** Opening Recorded data block **

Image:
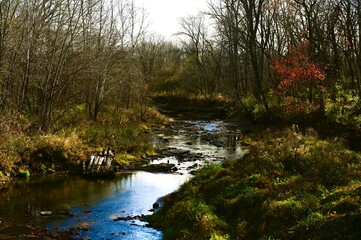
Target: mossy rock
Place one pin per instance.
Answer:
(23, 173)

** Closing Recorded data block **

• **Problem details**
Would you write out the material above in full, exactly as given, except for its pictures?

• **Answer for the task**
Image:
Target: mossy rock
Place one pin per instance.
Answer:
(23, 173)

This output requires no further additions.